- **TEXT SECTION**
In the 1990s, Cavanaugh-Simmons was influenced by Arrien’s “Signs of Life: The Five Universal Shapes and How to Use Them,” one of the truly unusual and compelling psychology books of the last fifty years. Shapes, says Arrien, have deep meaning and profound relevance for human growth (in this, she finds congruence with Jung, Joseph Campbell, and many other scholars). The five shapes she writes about are the circle, the square, the triangle, the swirl, the equidistant cross (i.e., the plus sign)—these are archetypal, she says, deeply embedded in the collective unconscious, and people reveal themselves through their preferences among them. The shapes are “external symbols of internal psychic states.”
The subtitle of the shapes book is highly interesting—how to use them. Arrien was not content with unearthing cross-cultural knowledge about the five shapes—her larger goal was to encourage people to change their lives with the knowledge she presented.
Cavanaugh-Simmons attended a number of Arrien-led workshops and retreats over the years, had private counseling sessions with her, and brought Arrien as a speaker to a couple of events. “She really was a model for me in the way she bridged worlds—in the way she brought difficult-to-understand, hard-to-access concepts into a very practical, down-to-earth framework.”
Arrien became “the mother I really never had,” continues Cavanaugh-Simmons—a wise older woman who loved unconditionally: “Any time I spent with her, I was enriched by her understanding of the world in a way that I could apply. There are so many practices that I carry with me today that came from her guidance and have helped me walk a practical path with spiritual feet.”
Born in Spain of Basque heritage, Arrien moved with her family to the United States when she was seven years old. She grew up fascinated by folklore, myths, and fairy tales, including Basque mysticism.
Even as she fell in love with America, she preserved a strong feeling for her Basque roots. “Being bi-cultural gives you a broader perspective,” she said. “It makes you understand that there’s more than one way of looking at the same thing.”

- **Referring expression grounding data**
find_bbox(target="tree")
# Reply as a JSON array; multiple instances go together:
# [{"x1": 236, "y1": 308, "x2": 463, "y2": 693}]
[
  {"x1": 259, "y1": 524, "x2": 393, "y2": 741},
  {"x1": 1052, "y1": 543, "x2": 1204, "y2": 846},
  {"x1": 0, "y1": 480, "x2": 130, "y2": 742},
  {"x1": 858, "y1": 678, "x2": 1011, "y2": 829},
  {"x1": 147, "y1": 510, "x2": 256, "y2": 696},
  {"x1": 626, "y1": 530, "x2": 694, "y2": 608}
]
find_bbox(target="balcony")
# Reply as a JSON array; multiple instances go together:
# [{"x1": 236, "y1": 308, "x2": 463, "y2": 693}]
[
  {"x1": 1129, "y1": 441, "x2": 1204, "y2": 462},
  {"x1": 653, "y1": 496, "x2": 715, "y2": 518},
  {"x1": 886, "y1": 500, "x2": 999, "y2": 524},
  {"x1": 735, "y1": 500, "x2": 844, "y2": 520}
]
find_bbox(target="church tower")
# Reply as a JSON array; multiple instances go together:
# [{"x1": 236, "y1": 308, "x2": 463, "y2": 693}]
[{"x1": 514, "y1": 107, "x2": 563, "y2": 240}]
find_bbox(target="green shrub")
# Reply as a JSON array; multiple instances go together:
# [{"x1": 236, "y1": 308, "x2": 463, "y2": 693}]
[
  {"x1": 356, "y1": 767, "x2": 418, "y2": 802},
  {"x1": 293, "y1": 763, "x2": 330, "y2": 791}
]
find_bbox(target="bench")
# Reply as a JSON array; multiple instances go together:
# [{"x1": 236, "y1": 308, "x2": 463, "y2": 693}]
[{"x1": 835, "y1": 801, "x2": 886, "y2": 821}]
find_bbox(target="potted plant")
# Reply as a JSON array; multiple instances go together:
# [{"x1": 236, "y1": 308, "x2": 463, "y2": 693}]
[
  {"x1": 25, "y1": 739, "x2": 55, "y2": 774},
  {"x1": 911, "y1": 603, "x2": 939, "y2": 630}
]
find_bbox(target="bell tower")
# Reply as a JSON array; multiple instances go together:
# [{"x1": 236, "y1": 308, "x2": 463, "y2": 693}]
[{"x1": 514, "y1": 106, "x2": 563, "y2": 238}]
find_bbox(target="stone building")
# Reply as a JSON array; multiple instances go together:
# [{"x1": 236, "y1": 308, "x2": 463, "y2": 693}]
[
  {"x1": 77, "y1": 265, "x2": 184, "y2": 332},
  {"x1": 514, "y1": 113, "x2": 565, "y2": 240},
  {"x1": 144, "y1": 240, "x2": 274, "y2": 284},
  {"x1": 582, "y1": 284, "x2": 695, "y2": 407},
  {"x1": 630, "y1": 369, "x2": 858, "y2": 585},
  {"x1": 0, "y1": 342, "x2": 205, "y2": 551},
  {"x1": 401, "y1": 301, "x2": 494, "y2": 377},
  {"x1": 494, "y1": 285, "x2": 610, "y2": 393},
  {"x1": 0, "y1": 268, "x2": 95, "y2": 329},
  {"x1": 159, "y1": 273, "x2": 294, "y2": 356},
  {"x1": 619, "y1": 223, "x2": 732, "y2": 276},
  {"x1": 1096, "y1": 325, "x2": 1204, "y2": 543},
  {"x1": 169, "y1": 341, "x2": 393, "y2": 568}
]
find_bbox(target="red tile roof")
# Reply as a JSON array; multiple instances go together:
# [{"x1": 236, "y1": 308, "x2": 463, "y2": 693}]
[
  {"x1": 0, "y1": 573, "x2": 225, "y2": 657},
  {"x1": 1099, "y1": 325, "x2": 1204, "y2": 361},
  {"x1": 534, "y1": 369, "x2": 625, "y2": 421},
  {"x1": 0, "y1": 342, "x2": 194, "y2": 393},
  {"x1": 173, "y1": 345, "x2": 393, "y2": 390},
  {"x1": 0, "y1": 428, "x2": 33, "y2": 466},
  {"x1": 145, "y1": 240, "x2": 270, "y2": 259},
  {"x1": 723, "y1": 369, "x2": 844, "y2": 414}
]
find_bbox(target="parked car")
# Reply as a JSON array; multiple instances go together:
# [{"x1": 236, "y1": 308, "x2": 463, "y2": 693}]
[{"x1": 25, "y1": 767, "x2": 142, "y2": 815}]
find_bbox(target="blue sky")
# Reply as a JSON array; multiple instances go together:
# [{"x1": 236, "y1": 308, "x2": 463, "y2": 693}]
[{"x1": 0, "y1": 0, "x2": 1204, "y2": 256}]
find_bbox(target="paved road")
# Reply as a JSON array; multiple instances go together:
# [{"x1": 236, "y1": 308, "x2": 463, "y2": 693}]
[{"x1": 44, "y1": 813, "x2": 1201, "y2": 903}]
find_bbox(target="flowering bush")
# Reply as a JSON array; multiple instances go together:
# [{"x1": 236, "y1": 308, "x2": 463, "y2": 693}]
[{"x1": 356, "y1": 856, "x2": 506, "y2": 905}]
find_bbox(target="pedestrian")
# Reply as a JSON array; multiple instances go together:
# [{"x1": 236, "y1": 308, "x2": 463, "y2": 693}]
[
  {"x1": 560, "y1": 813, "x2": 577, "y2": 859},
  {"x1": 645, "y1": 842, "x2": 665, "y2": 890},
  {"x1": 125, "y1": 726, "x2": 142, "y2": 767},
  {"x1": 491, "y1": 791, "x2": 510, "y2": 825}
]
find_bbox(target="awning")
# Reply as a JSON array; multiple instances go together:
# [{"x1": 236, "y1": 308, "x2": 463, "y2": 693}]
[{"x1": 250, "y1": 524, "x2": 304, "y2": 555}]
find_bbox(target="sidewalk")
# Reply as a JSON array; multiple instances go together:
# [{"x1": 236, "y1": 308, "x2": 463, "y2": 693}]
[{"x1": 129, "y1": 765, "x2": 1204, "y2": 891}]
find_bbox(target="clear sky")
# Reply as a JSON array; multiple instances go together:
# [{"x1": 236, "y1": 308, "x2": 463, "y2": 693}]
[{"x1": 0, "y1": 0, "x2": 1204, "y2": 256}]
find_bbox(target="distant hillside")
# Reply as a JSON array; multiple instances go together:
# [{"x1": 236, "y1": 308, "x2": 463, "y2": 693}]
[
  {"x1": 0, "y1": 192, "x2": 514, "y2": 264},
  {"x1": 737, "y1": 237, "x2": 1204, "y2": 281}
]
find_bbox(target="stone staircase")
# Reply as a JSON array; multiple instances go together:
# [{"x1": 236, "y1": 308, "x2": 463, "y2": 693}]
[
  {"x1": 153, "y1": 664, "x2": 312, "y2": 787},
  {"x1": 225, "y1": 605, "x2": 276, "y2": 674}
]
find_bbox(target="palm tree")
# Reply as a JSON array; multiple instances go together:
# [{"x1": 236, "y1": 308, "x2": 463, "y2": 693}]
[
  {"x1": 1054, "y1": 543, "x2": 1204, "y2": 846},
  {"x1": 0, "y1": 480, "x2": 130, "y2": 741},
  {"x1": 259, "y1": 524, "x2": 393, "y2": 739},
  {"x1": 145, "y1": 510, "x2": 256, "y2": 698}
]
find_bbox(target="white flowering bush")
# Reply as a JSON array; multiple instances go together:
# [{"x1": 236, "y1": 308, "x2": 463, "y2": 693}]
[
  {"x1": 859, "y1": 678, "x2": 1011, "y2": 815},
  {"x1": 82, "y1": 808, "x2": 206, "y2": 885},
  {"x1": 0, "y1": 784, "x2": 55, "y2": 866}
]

- **ABOUT THIS EXERCISE**
According to the text about Arrien, how old was she when her family moved to the United States?

- **SOLUTION BELOW**
Seven years old.